TASK TO CARRY OUT - Transcribe the full weekly link roundup below, word for word, from its title to its last line.

SUPPLIED TEXT -
High Five for Week Ending 1-Nov 2009

Weekly High Five lists the most interesting, compelling, and/or useful links of each week.
Weekly High Five lists the most interesting, compelling, and/or useful links of each week.

This week’s High Five include a couple of stories about how technology is affecting governmental organizations.  The last three stories all demonstrate the power and pervasiveness of social media on every aspect of our lives; whether we know it or not, and whether we want to admit it or not.

#5: Los Angeles adopts Google e-mail system for 30,000 city employees

Well, Google has bagged itself an elephant.  In a unanimous vote, the Los Angeles city council became the largest city to move its entire email infrastructure to Gmail.

http://latimesblogs.latimes.com/technology/2009/10/city-council-votes-to-adopt-google-email-system-for-30000-city-employees.html

#4: Lobbyists beware: judge rules metadata is public record

This is an interesting legal development that will make it a little bit harder for politicians, lobbyists, or government officials to pull a fast one over us.  Document metadata includes information such as the author, creation date, etc…  In some cases, this information can be used to reveal details of a document’s true history.

http://arstechnica.com/tech-policy/news/2009/10/lobbyists-beware-arizona-rules-metadata-is-public-record.ars

#3: Mob rule! How Users Took Over Twitter

This is the sort of thing that one could write an entire book about.  On the surface it sounds simple enough; a Web 2.0 technology comes out, users run with it and discover cool applications that the founders hadn’t intended or thought of, then rebel against changes that marginalize those applications. But if you’re listening carefully, there’s a lot there that can apply to institutions, businesses, consultants, etc…

http://www.wired.com/magazine/2009/10/ff_twitter

#2: Google Social Search

This short video describes what I believe will turn out to be an important change in the way we find information. It warrants its own blog article (that will be upcoming), but in the mean time consider the following.  Who do you trust more?  A Microsoft commercial or your nephew-computer-whiz?  A Wall Street Journal reporter or your accountant for the past 20 years?  The point is that we trust the people we know, and social search is a way for Google to leverage your own network to provide “pre-qualified” search results from sources you typically trust more than most.

GIVEN DATA -
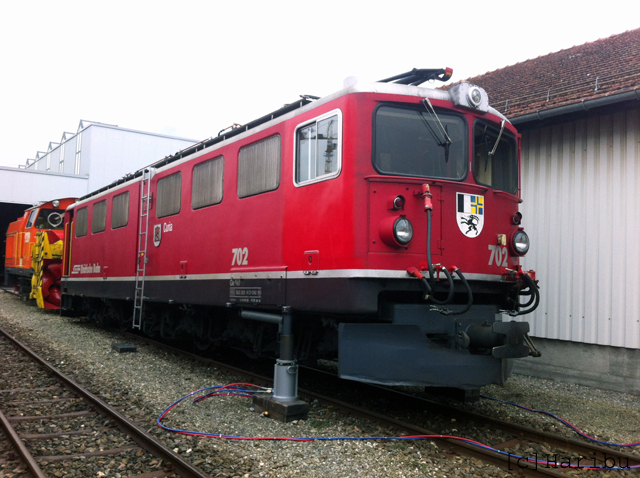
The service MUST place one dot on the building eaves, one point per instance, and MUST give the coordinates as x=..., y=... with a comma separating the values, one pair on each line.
x=599, y=69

EXPECTED OUTPUT -
High Five for Week Ending 1-Nov 2009

Weekly High Five lists the most interesting, compelling, and/or useful links of each week.
Weekly High Five lists the most interesting, compelling, and/or useful links of each week.

This week’s High Five include a couple of stories about how technology is affecting governmental organizations.  The last three stories all demonstrate the power and pervasiveness of social media on every aspect of our lives; whether we know it or not, and whether we want to admit it or not.

#5: Los Angeles adopts Google e-mail system for 30,000 city employees

Well, Google has bagged itself an elephant.  In a unanimous vote, the Los Angeles city council became the largest city to move its entire email infrastructure to Gmail.

http://latimesblogs.latimes.com/technology/2009/10/city-council-votes-to-adopt-google-email-system-for-30000-city-employees.html

#4: Lobbyists beware: judge rules metadata is public record

This is an interesting legal development that will make it a little bit harder for politicians, lobbyists, or government officials to pull a fast one over us.  Document metadata includes information such as the author, creation date, etc…  In some cases, this information can be used to reveal details of a document’s true history.

http://arstechnica.com/tech-policy/news/2009/10/lobbyists-beware-arizona-rules-metadata-is-public-record.ars

#3: Mob rule! How Users Took Over Twitter

This is the sort of thing that one could write an entire book about.  On the surface it sounds simple enough; a Web 2.0 technology comes out, users run with it and discover cool applications that the founders hadn’t intended or thought of, then rebel against changes that marginalize those applications. But if you’re listening carefully, there’s a lot there that can apply to institutions, businesses, consultants, etc…

http://www.wired.com/magazine/2009/10/ff_twitter

#2: Google Social Search

This short video describes what I believe will turn out to be an important change in the way we find information. It warrants its own blog article (that will be upcoming), but in the mean time consider the following.  Who do you trust more?  A Microsoft commercial or your nephew-computer-whiz?  A Wall Street Journal reporter or your accountant for the past 20 years?  The point is that we trust the people we know, and social search is a way for Google to leverage your own network to provide “pre-qualified” search results from sources you typically trust more than most.